Work instructions:
From the entries that follow, copy every line with the word "pond".

Natural-language object grounding data:
####
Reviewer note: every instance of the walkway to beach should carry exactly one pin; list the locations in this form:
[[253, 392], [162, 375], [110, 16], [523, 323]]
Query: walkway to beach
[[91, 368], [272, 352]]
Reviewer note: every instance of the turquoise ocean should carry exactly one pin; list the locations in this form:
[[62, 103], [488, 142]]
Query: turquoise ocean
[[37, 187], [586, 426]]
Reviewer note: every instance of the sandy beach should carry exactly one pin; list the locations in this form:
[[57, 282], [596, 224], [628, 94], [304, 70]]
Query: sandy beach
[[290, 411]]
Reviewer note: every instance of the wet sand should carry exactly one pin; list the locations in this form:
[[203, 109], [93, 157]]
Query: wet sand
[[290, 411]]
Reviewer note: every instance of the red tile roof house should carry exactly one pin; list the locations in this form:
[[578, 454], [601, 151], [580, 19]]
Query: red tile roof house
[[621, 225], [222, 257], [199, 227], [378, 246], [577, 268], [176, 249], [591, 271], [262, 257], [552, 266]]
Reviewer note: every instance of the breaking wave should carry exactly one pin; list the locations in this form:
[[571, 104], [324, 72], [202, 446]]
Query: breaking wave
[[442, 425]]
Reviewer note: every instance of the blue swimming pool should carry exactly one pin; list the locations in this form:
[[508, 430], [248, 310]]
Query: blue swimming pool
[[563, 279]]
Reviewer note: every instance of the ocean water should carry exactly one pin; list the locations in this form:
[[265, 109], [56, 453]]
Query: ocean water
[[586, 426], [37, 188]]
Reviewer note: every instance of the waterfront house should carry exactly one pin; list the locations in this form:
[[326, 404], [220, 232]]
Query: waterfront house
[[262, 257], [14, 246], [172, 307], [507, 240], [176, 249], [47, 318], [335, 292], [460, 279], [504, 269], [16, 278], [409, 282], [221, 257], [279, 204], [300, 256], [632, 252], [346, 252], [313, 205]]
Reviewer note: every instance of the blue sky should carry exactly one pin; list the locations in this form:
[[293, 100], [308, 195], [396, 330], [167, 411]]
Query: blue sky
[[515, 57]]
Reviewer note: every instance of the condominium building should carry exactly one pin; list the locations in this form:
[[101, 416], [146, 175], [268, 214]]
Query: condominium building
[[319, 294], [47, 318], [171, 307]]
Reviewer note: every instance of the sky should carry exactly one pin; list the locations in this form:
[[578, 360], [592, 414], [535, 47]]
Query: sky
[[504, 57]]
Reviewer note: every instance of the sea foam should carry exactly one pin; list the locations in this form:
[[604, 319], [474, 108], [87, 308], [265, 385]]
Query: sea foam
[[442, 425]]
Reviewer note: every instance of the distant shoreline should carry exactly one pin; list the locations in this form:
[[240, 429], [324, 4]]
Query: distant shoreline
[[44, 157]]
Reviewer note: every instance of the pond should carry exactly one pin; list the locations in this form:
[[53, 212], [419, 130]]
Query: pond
####
Task result:
Reviewer note: every instance of the pond should carry exactly one pin; list the locations in this form:
Query: pond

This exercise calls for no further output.